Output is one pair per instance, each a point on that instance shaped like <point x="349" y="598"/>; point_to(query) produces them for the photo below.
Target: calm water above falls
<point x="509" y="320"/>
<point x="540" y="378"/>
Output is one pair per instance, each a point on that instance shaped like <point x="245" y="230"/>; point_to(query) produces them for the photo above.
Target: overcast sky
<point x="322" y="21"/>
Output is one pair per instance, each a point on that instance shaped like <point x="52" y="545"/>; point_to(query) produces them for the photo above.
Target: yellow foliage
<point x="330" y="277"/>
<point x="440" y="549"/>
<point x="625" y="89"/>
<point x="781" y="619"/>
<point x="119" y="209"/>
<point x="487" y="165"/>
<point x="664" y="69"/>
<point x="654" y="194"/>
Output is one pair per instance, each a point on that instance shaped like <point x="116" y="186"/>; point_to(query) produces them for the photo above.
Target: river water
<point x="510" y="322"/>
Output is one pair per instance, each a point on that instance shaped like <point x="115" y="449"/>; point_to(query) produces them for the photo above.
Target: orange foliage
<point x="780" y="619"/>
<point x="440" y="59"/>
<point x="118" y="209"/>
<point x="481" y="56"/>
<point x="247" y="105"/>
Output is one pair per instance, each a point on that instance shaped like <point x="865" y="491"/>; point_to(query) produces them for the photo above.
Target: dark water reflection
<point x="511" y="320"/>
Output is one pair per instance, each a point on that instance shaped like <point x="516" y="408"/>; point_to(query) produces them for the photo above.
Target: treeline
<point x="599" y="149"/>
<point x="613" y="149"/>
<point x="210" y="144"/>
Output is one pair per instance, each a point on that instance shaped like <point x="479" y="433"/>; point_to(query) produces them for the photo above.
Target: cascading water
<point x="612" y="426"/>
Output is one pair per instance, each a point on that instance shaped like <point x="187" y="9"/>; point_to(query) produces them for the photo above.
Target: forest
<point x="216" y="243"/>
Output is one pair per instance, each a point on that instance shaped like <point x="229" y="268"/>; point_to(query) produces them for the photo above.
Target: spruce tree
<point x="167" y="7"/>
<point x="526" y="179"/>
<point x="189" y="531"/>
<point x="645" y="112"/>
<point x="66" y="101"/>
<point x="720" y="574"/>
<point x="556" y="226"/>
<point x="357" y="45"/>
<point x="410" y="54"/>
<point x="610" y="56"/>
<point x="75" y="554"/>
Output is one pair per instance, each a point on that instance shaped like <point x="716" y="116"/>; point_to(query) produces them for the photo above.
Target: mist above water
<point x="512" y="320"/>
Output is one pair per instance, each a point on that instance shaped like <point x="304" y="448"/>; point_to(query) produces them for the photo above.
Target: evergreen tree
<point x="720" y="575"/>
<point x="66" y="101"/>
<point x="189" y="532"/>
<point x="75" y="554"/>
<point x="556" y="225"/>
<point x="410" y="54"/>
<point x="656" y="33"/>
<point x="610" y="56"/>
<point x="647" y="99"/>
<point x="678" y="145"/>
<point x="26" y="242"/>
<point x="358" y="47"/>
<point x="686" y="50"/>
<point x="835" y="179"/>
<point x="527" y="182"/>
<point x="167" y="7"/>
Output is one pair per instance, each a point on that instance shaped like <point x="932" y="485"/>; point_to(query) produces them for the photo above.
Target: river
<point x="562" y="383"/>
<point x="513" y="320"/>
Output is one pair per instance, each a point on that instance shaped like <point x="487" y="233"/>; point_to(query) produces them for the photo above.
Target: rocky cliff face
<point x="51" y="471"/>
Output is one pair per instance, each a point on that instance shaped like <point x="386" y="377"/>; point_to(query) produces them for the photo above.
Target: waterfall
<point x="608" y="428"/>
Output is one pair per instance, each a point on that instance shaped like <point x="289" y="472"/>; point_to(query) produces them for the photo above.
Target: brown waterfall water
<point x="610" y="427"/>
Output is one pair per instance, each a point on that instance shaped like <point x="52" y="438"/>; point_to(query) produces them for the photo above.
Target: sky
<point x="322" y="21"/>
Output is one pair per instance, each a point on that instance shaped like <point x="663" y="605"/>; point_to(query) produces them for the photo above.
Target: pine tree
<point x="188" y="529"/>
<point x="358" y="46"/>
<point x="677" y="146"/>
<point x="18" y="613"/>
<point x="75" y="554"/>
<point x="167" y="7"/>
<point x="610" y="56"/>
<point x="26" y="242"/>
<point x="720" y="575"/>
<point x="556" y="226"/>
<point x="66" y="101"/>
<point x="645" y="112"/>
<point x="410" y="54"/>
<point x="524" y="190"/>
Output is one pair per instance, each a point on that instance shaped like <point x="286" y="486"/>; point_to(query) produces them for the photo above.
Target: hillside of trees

####

ACTION ITEM: Please reproduce every line of the material word for word.

TASK RESULT:
Output is one pair per instance, each a point on that instance shaped like <point x="349" y="598"/>; point_to(query) produces them for the photo below.
Target: calm water above falls
<point x="509" y="320"/>
<point x="540" y="378"/>
Output is one pair per instance, each a point on that instance shaped like <point x="245" y="230"/>; point_to(query) produces them for the photo above.
Target: overcast sky
<point x="322" y="21"/>
Output is one pair per instance, each a point on that instance shaped like <point x="52" y="545"/>; point_to(query) produces them for the photo above.
Target: yellow foliage
<point x="330" y="277"/>
<point x="440" y="549"/>
<point x="625" y="89"/>
<point x="781" y="619"/>
<point x="119" y="209"/>
<point x="487" y="165"/>
<point x="664" y="69"/>
<point x="654" y="194"/>
Output is one pair per instance, each a point on that instance shaped like <point x="116" y="186"/>; point_to(query) produces them for the photo above.
Target: river water
<point x="510" y="322"/>
Output is one pair per instance, each a point on that instance shaped like <point x="115" y="449"/>; point_to(query) produces them for the photo above.
Target: orange foliage
<point x="780" y="619"/>
<point x="440" y="59"/>
<point x="118" y="209"/>
<point x="481" y="56"/>
<point x="247" y="105"/>
Output is one pair per instance, each a point on that instance shaped like <point x="865" y="491"/>; point_to(query) produces them for the photo above.
Target: dark water reflection
<point x="511" y="320"/>
Output is one pair per instance, each a point on that instance shaped like <point x="516" y="408"/>; point_to(query) produces them for the photo above.
Target: treeline
<point x="599" y="149"/>
<point x="613" y="149"/>
<point x="210" y="144"/>
Output is one pair per instance, each a point on that instance shaped like <point x="479" y="433"/>; point_to(query) produces them for the photo above.
Target: cascading water
<point x="612" y="426"/>
Output is one pair per instance, each a point on that instance shaped like <point x="187" y="9"/>; point_to(query) produces them for the photo above.
Target: forest
<point x="216" y="243"/>
Output is one pair per instance, each a point on that instance shaped like <point x="229" y="268"/>; point_to(query) produces them for the photo above.
Target: spruce tree
<point x="167" y="7"/>
<point x="526" y="179"/>
<point x="189" y="531"/>
<point x="645" y="112"/>
<point x="66" y="101"/>
<point x="720" y="574"/>
<point x="556" y="226"/>
<point x="357" y="45"/>
<point x="410" y="54"/>
<point x="610" y="56"/>
<point x="75" y="554"/>
Output is one pair per instance, each a point on that instance shaped like <point x="716" y="116"/>; point_to(query) produces them for the photo above.
Target: mist above water
<point x="512" y="320"/>
Output is one pair per instance, each a point on that instance shaped like <point x="304" y="448"/>; point_to(query) produces them for the photo above.
Target: evergreen tree
<point x="720" y="575"/>
<point x="66" y="101"/>
<point x="189" y="532"/>
<point x="75" y="554"/>
<point x="556" y="225"/>
<point x="410" y="54"/>
<point x="656" y="33"/>
<point x="610" y="56"/>
<point x="647" y="99"/>
<point x="678" y="145"/>
<point x="26" y="242"/>
<point x="358" y="47"/>
<point x="686" y="50"/>
<point x="835" y="179"/>
<point x="527" y="182"/>
<point x="167" y="7"/>
Output is one pair per instance, each a point on that instance shaped like <point x="932" y="485"/>; point_to(query) produces them for the photo above.
Target: river
<point x="562" y="383"/>
<point x="513" y="320"/>
Output is one pair per instance, each a point on that instance shaped like <point x="487" y="233"/>; point_to(query) produces them for the photo above.
Target: rocky cliff face
<point x="51" y="471"/>
Output is one pair per instance, each a point on that instance shaped like <point x="386" y="377"/>; point_to(query) produces them for the photo above.
Target: waterfall
<point x="608" y="428"/>
Output is one pair per instance, each a point on that instance shaped like <point x="289" y="472"/>; point_to(query) produces them for the photo above.
Target: brown waterfall water
<point x="610" y="427"/>
Output is one pair per instance, each a point on that instance shaped like <point x="52" y="438"/>; point_to(query) produces them for the photo above.
Target: sky
<point x="322" y="21"/>
Output is one pair per instance, each a point on that instance shaped like <point x="663" y="605"/>; point_to(query) produces them for the photo above.
Target: pine tree
<point x="188" y="529"/>
<point x="358" y="46"/>
<point x="677" y="146"/>
<point x="18" y="613"/>
<point x="75" y="554"/>
<point x="167" y="7"/>
<point x="610" y="56"/>
<point x="26" y="242"/>
<point x="720" y="575"/>
<point x="556" y="226"/>
<point x="66" y="101"/>
<point x="645" y="112"/>
<point x="410" y="54"/>
<point x="524" y="190"/>
Output is one pair per instance, each a point on that instance shaped like <point x="286" y="486"/>; point_to(query) produces them for the photo above.
Target: hillside of trees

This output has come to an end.